What is required:
Using the entries below, transcribe exactly the line containing "The automated pipeline tagged van door" and each line that follows it to the end.

Records of labeled boxes:
□ □ □
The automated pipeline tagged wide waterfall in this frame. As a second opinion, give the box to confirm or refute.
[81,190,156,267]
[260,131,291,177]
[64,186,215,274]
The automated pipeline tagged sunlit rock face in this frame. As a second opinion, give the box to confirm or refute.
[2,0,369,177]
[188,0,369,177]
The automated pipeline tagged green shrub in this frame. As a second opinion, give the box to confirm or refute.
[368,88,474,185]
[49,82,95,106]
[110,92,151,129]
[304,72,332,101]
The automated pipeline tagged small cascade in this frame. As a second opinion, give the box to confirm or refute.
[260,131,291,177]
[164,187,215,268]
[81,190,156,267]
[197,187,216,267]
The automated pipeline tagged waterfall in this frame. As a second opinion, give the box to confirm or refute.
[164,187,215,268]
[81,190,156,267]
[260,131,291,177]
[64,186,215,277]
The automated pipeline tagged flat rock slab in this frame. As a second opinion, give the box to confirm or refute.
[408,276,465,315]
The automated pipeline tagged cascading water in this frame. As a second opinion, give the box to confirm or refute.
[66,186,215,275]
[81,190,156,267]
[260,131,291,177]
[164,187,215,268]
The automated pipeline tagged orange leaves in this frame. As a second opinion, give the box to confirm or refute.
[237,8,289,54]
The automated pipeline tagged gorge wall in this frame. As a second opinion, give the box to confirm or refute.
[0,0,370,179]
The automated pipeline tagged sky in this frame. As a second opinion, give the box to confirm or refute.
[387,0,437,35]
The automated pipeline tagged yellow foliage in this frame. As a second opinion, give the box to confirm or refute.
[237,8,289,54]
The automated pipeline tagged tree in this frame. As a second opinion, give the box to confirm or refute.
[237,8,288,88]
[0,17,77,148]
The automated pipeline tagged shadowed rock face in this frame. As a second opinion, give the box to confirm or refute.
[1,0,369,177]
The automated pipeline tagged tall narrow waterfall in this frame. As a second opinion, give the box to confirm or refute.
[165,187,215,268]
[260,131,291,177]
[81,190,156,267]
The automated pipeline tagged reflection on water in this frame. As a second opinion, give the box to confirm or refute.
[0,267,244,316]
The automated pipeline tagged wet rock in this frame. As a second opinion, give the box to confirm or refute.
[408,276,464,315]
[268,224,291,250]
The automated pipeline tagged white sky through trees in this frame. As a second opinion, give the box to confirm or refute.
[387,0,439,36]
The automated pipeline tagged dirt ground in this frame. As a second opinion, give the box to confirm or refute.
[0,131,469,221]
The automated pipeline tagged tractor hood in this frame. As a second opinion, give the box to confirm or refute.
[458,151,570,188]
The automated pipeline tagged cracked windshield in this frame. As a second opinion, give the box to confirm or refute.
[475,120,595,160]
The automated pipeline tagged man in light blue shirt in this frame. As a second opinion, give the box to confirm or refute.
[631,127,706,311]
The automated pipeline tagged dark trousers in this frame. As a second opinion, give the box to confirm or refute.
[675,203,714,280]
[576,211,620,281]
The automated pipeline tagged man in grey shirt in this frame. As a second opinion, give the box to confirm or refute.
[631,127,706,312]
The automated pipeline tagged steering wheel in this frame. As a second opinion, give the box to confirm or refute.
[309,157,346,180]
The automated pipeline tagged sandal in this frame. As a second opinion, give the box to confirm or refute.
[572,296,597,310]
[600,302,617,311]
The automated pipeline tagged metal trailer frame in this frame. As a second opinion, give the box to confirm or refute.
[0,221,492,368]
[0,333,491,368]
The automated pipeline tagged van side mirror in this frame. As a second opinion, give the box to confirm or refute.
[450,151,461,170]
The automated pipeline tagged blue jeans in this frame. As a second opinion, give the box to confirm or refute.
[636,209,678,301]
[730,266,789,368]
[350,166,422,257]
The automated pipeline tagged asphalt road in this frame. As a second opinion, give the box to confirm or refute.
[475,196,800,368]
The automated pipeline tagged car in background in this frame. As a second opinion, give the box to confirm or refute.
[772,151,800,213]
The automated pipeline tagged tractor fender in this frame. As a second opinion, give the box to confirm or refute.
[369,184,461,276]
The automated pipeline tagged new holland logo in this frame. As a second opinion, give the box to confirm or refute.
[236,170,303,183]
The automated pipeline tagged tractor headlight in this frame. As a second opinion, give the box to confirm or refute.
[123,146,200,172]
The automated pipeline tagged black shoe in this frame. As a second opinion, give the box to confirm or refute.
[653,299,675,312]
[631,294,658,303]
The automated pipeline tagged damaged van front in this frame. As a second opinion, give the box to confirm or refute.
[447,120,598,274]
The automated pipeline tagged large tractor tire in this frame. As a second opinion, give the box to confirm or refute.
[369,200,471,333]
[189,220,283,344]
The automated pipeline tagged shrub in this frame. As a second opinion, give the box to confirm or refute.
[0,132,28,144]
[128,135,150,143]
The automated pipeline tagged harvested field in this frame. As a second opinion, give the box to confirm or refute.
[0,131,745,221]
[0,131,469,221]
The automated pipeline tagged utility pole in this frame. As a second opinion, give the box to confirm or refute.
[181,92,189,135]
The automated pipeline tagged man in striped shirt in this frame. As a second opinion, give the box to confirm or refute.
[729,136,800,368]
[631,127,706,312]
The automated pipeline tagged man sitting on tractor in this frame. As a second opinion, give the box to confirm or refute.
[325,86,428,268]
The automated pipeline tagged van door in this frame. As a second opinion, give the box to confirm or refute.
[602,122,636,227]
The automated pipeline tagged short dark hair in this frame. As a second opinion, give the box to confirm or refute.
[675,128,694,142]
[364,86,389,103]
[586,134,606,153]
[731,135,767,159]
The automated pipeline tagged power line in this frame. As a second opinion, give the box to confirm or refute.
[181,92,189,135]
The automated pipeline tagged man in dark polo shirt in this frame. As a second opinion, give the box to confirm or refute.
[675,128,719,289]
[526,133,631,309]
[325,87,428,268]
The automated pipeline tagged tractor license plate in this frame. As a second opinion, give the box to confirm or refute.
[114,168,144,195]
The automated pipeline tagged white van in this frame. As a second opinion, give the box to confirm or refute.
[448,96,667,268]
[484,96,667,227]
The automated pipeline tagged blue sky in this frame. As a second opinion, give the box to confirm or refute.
□ □ □
Full solution:
The automated pipeline tagged van door in this frame. As a second opinion, give the box to confirm or refute.
[602,122,636,227]
The automated pipeline tagged short dark hair in this frame. As a second opinion, give the box to confirm or refute.
[675,128,694,142]
[364,86,389,103]
[586,134,606,153]
[731,135,767,159]
The automated pipeline tagged power line in this frame. As a second opinion, give the box to confirm or refute.
[181,92,189,135]
The automated pipeline tagged man in dark polo shirt in this frame. As a second opinion, give the box to confirm or refute.
[675,128,719,289]
[526,133,631,309]
[325,87,428,268]
The automated pipeline tagged tractor license plate in this frame. As a second opinion, give the box to confirm or refute.
[114,168,144,195]
The automated pipeline tagged white van in this frame. As a second opinion, give the box to confirm or refute.
[448,96,667,268]
[484,96,667,227]
The automated pipeline tagged blue sky in this frame. As a second opinion, give the box to confirm or refute.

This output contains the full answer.